— Start of EXTRACTED TEXT —
Are We There Yet?

Waiting for an injury to heal is seriously the pits. I can think of few things that drive me crazier than this; there’s something about being held back by only one little twinge that makes me feel like a caged animal. This time, it’s my foot. I put it down awkwardly a few weeks ago and felt a crazy pain on the outside of my left foot, near the bottom of the foot and not the top. First thought? OH NO FRACTURE WHYYYYYY? But there was zero swelling, zero bruising, you could bend the bones, etc. So I stupidly ran on it, and felt no pain while running. In fact, I only felt pain when standing on it after sitting.

But it got worse as I ran on it, so I knew I had to stop for a while. Still no bruising or swelling, could still bend the bones, etc. and it very quickly became clear that I had a strain or a tear somewhere. So for the past few weeks I’ve been doing elliptical and long walks on the treadmill every day, not pushing my resistance or speed. I AM SO BORED.

Yesterday I noticed that my foot felt better. Could it be??? Could I really be in the home stretch??? Today, no pain. I’m going to give it another week of zero/low impact exercise just to be safe and hopefully resume running next week. I need to get back into the game so that I can run during our upcoming vacation(s). It’s just a waiting game now. I can’t wait to run again and be able to add mountain climbers and jumping jacks back into my body strength routines.

Not much else to talk about, really. Trying desperately to get my daughter on a two nap schedule, but she goes from accepting it to fighting it depending on the direction of the breeze -_- So that’s fun! She has 4 teeth now, which is so strange to me. I forgot how big the top teeth are in comparison to the bottom teeth when the baby is so small, so it blew my mind when I saw them break through. She’s on 4 bottles a day but eating more solids so she fights the bottles quite a bit these days.
— End of EXTRACTED TEXT —
— Start of SUPPLIED DATA —
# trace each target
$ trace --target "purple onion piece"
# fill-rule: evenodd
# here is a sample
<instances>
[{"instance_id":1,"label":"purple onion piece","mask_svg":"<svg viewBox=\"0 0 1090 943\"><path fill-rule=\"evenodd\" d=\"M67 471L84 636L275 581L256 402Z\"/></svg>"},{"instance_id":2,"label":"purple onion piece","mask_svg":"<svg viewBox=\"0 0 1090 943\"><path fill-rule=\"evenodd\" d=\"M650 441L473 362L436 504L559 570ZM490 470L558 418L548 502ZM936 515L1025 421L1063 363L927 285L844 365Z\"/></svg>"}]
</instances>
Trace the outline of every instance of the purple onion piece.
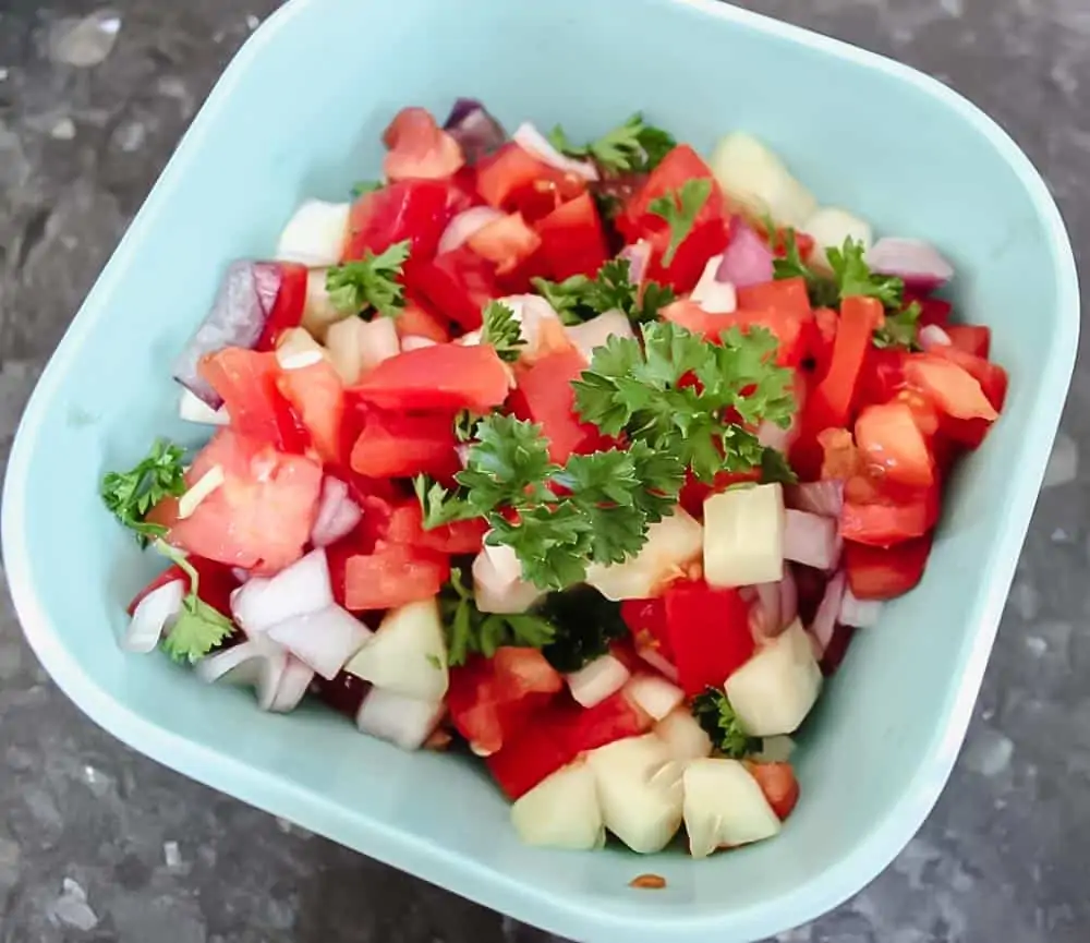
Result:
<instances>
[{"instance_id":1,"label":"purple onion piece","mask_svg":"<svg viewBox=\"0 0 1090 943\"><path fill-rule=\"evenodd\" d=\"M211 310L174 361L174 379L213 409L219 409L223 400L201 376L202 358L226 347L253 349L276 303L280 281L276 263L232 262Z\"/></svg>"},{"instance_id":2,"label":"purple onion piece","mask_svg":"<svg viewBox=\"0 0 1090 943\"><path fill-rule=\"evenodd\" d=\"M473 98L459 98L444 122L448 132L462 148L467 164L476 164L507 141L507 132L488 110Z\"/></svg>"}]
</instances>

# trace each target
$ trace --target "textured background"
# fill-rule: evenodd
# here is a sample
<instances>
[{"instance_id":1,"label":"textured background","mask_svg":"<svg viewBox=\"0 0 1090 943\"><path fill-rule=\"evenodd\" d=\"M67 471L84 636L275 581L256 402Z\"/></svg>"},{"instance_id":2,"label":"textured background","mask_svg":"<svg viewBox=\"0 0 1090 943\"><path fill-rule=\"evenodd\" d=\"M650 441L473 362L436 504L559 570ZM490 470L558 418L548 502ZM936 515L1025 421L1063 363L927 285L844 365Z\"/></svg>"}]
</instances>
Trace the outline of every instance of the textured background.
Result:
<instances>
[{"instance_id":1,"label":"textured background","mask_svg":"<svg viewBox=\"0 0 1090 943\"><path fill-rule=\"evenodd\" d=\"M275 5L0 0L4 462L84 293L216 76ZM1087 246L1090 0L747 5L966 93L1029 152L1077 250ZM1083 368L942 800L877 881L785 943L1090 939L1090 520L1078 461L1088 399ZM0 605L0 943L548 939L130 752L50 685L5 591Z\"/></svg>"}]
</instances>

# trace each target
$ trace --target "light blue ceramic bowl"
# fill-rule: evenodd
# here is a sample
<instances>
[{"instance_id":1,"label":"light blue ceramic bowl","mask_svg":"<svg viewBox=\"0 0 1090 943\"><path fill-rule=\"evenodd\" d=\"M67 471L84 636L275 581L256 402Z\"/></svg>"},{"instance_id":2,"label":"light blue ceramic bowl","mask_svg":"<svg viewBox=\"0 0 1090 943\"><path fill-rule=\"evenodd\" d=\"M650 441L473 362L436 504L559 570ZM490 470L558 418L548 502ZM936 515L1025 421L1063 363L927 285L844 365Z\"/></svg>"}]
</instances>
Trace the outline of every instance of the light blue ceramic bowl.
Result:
— End of SUPPLIED DATA —
— Start of SUPPLIED DATA —
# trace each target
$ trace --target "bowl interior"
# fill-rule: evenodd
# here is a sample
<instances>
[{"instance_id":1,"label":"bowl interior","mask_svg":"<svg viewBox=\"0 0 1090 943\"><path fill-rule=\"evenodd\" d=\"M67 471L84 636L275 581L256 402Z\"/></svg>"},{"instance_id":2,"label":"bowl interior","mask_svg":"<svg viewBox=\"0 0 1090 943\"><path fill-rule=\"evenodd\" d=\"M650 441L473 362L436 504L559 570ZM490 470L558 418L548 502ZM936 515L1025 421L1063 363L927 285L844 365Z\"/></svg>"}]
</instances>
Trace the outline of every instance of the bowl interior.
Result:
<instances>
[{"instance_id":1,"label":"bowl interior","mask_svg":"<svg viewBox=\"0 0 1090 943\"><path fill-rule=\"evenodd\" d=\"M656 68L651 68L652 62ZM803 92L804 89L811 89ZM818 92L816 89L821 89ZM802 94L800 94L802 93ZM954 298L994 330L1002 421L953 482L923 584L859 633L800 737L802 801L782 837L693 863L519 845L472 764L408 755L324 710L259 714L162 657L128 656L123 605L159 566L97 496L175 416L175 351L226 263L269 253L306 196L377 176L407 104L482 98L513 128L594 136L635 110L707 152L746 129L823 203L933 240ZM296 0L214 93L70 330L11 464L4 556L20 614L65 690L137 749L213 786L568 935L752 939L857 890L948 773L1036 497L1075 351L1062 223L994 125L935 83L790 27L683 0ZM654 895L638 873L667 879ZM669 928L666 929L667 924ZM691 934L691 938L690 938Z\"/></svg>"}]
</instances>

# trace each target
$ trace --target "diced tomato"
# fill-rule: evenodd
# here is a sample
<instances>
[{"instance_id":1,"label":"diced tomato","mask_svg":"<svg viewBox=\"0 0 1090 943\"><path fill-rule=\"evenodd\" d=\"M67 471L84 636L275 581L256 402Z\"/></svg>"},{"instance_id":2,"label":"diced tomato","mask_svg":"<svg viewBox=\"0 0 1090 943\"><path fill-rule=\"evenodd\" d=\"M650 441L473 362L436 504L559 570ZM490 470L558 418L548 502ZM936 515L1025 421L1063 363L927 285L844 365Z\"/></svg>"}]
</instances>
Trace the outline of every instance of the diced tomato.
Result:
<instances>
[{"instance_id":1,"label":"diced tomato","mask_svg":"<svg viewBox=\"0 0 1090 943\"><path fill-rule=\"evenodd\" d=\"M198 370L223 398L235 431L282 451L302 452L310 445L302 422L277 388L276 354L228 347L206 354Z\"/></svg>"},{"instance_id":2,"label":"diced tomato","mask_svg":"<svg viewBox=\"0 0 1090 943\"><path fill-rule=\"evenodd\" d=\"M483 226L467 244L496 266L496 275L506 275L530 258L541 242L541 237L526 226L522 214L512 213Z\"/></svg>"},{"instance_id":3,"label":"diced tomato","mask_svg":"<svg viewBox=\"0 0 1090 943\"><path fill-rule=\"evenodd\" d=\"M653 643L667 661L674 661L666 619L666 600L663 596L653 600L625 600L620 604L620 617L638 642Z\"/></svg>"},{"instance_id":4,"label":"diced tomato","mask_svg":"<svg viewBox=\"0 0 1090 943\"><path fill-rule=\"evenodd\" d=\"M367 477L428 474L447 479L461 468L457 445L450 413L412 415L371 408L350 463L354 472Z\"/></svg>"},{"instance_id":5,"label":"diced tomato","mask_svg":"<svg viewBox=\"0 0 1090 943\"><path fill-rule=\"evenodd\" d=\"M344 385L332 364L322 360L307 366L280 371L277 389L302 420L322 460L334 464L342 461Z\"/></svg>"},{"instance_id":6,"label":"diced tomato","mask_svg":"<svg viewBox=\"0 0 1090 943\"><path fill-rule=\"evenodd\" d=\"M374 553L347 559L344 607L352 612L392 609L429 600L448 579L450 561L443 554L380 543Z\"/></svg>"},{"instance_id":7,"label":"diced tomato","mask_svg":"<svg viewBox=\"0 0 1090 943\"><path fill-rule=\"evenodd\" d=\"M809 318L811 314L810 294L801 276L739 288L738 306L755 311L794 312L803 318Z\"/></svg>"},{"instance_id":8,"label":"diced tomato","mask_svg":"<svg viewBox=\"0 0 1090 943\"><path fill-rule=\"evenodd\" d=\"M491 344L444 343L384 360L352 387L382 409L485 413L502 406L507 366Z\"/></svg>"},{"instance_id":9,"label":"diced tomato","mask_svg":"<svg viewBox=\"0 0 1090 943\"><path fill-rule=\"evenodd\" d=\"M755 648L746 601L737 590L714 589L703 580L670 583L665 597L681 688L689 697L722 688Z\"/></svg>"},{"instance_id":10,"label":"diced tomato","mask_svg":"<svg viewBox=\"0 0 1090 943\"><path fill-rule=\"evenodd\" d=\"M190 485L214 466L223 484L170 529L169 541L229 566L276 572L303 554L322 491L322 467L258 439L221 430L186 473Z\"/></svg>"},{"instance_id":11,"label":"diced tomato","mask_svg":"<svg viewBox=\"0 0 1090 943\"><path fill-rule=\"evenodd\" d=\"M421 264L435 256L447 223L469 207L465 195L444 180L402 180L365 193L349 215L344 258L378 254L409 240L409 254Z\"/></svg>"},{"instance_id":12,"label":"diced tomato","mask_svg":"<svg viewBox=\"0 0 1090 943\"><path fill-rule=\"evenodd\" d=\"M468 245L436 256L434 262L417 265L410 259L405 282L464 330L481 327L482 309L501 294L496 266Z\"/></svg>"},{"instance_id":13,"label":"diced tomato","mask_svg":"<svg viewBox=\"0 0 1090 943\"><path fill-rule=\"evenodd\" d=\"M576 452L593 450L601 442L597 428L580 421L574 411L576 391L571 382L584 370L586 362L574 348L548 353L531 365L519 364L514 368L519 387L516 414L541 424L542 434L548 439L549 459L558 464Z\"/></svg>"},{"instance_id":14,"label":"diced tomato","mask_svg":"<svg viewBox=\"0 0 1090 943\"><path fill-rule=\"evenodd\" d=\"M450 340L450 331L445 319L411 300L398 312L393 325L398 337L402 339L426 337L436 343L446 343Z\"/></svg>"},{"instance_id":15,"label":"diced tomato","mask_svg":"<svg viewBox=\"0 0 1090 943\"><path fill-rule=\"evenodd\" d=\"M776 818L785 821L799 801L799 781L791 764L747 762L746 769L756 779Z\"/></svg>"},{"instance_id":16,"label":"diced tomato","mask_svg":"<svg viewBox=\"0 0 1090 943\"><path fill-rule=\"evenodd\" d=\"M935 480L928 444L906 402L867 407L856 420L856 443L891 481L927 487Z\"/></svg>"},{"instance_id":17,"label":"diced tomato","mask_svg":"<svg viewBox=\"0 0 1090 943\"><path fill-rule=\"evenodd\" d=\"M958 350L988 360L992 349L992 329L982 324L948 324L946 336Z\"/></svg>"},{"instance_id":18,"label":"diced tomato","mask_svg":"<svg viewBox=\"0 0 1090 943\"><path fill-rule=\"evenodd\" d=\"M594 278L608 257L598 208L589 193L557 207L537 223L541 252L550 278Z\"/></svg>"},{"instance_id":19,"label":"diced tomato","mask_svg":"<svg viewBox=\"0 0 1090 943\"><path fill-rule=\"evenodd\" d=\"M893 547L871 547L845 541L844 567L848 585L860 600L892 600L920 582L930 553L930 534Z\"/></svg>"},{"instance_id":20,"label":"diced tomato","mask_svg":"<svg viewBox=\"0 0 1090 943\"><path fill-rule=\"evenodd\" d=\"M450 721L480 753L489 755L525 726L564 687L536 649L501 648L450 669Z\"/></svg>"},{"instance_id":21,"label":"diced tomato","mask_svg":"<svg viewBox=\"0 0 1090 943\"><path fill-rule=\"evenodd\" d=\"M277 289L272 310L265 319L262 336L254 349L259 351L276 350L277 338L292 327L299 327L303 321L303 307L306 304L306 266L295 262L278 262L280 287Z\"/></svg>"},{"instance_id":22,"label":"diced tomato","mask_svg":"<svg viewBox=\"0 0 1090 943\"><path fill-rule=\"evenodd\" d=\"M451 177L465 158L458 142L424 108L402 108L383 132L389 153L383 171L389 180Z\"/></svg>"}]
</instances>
— End of SUPPLIED DATA —
- AIM A -
Answer these questions using the injury recovery post:
(i) Which foot was injured, and where on it was the pain felt?
(ii) What exercise has the writer been doing for the past few weeks instead of running?
(iii) How many teeth does the writer's daughter have now?
- AIM B -
Please transcribe the injury recovery post from "Are We There Yet?" up to and including "it after sitting.".

- WRITTEN RESPONSE A -
(i) The left foot, with the pain on the outside near the bottom of the foot.
(ii) Elliptical and long walks on the treadmill every day.
(iii) Four.

- WRITTEN RESPONSE B -
Are We There Yet?

Waiting for an injury to heal is seriously the pits. I can think of few things that drive me crazier than this; there’s something about being held back by only one little twinge that makes me feel like a caged animal. This time, it’s my foot. I put it down awkwardly a few weeks ago and felt a crazy pain on the outside of my left foot, near the bottom of the foot and not the top. First thought? OH NO FRACTURE WHYYYYYY? But there was zero swelling, zero bruising, you could bend the bones, etc. So I stupidly ran on it, and felt no pain while running. In fact, I only felt pain when standing on it after sitting.